## Do this:
Count the lines in the records below that contain the string "white", treating uppercase and lowercase as different. Give only the number.

________________________________________

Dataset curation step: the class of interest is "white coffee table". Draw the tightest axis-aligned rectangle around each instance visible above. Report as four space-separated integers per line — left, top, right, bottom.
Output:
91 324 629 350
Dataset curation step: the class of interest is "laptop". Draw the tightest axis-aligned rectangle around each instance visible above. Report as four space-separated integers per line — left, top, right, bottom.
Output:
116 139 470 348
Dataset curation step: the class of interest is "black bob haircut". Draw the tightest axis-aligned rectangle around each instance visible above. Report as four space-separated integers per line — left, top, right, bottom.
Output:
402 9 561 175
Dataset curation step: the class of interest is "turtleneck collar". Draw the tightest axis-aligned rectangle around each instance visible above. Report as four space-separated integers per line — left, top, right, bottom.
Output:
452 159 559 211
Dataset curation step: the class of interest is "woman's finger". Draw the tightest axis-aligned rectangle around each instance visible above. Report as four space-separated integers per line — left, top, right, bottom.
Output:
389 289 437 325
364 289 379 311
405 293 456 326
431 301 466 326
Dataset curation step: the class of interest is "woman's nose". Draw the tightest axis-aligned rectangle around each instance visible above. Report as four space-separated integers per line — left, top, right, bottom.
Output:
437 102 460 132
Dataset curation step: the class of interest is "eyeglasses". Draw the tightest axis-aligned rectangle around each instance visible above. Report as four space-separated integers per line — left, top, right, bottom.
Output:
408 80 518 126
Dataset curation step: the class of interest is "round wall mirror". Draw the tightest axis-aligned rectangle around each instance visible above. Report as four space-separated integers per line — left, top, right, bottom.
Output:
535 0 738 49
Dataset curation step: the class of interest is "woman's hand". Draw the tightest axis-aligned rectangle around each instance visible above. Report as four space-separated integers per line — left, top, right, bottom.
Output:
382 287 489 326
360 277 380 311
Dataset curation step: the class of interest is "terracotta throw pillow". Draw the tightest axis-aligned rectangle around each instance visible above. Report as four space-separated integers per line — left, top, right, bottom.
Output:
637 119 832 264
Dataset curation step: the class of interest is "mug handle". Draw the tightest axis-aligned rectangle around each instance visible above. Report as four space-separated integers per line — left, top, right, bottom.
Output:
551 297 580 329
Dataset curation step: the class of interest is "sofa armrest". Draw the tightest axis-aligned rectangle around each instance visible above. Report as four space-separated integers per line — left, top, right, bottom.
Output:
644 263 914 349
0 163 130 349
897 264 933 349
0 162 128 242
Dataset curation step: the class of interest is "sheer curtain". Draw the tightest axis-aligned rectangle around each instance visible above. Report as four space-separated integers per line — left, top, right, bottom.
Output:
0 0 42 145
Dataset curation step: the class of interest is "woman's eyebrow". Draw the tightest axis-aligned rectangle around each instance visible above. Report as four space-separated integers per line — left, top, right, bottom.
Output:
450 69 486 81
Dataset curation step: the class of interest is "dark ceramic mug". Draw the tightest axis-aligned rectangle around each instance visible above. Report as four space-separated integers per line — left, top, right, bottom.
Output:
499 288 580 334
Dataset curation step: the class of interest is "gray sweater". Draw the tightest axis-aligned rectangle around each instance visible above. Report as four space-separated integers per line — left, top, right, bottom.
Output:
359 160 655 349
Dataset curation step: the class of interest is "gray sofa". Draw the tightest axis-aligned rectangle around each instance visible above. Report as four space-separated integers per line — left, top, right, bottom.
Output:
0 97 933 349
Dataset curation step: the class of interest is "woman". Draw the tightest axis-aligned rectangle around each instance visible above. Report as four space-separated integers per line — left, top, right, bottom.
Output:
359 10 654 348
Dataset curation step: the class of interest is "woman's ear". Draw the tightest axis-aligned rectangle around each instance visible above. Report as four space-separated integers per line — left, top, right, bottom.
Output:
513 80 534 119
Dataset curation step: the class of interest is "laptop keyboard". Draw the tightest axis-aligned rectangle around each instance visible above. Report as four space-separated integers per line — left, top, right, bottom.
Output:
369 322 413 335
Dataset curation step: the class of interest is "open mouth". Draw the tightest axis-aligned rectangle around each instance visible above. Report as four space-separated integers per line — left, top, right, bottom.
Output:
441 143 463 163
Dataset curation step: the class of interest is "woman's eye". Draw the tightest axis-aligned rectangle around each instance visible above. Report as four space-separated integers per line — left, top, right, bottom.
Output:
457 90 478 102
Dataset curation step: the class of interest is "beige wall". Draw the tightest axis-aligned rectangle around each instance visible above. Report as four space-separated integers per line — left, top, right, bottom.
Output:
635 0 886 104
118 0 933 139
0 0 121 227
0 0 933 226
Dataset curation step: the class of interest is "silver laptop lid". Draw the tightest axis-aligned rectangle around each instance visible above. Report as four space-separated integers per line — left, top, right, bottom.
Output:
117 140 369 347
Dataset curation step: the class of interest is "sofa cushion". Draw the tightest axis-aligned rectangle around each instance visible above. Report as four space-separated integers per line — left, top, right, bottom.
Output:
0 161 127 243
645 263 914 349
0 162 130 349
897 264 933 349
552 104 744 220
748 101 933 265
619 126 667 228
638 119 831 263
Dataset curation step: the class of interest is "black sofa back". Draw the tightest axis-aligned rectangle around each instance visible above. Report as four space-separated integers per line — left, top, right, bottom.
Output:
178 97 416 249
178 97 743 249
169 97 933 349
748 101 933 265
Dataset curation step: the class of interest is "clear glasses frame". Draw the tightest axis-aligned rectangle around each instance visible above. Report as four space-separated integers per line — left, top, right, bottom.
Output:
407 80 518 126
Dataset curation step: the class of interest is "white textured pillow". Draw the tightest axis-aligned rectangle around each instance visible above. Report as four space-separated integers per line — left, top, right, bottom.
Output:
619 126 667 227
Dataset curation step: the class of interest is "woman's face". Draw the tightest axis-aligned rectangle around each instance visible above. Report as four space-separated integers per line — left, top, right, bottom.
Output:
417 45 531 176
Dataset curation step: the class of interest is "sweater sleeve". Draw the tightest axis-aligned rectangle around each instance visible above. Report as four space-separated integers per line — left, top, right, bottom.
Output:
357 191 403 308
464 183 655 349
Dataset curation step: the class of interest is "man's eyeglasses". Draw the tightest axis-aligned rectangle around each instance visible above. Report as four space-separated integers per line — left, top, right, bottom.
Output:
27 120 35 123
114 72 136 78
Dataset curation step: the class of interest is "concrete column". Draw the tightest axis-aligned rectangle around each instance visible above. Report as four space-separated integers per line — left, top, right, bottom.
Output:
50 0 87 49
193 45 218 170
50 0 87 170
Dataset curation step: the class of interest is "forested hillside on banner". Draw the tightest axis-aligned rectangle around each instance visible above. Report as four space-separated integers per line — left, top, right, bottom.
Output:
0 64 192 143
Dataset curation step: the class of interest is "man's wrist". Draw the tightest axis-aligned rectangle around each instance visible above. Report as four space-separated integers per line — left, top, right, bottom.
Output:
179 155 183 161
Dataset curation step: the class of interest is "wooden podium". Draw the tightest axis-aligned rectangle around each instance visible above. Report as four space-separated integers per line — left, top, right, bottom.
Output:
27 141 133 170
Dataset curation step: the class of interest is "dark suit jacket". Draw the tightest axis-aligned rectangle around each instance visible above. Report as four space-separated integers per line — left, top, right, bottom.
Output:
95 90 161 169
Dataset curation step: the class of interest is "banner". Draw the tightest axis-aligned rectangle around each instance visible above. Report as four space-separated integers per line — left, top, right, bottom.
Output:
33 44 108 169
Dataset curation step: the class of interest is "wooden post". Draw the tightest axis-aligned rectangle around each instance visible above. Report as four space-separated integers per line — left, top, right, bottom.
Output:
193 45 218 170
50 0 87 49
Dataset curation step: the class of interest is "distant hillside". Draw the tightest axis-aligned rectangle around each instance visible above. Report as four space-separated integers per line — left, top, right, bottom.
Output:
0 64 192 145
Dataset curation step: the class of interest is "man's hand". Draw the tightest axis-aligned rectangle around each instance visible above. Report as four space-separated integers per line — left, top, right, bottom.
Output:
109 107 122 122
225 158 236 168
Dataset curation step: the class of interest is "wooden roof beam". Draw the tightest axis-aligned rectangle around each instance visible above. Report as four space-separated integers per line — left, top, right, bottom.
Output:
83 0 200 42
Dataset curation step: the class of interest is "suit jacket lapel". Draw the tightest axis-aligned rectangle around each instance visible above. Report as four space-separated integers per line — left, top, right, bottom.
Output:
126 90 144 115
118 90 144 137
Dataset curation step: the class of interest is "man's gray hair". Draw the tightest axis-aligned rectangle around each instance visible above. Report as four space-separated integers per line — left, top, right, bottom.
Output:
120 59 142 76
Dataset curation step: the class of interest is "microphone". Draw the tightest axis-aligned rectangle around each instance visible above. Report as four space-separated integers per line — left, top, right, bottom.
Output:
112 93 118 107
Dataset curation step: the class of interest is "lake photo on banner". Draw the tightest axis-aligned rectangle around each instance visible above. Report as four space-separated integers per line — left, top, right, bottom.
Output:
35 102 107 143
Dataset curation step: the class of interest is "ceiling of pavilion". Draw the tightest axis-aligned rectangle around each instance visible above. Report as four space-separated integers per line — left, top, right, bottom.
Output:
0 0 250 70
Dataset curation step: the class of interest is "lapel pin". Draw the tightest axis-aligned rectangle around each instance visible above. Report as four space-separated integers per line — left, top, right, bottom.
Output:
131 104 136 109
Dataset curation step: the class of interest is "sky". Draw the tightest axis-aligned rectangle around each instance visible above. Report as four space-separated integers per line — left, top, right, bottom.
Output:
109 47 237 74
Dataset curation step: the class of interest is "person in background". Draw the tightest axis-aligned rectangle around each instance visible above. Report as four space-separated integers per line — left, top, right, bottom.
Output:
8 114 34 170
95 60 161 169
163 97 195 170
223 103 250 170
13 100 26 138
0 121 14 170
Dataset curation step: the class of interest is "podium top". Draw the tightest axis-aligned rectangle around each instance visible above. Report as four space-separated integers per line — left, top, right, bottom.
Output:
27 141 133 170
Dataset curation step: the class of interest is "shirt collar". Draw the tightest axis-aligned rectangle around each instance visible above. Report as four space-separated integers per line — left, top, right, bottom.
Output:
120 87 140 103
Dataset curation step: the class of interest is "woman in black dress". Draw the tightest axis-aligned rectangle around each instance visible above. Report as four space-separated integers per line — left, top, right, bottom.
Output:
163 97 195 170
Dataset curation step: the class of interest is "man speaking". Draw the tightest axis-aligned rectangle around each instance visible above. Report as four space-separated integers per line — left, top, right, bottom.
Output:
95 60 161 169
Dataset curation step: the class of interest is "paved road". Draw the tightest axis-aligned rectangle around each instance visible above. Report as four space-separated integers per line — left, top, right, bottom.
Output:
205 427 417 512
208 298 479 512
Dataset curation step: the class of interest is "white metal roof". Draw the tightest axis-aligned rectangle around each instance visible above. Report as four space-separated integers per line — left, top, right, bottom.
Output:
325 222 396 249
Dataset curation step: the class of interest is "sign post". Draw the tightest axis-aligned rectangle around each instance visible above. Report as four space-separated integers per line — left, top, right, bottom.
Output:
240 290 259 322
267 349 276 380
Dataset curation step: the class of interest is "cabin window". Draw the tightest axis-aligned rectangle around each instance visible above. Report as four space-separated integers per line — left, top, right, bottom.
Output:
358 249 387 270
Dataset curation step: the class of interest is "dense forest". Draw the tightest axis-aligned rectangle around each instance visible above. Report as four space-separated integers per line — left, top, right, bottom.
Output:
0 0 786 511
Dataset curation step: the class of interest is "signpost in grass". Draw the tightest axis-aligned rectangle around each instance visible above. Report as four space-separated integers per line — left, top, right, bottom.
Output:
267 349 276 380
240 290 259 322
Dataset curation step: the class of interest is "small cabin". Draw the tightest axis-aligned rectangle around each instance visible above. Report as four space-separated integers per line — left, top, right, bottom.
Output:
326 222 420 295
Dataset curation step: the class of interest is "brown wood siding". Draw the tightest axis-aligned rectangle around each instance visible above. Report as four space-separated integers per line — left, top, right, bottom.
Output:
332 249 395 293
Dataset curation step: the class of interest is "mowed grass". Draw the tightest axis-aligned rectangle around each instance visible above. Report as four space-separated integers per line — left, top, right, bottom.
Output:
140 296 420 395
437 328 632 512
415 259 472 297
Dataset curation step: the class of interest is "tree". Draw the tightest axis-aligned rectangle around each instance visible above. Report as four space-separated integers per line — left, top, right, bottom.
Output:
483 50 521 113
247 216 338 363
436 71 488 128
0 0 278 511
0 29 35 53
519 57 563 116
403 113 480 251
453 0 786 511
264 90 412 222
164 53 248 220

________________________________________

## Final answer:
3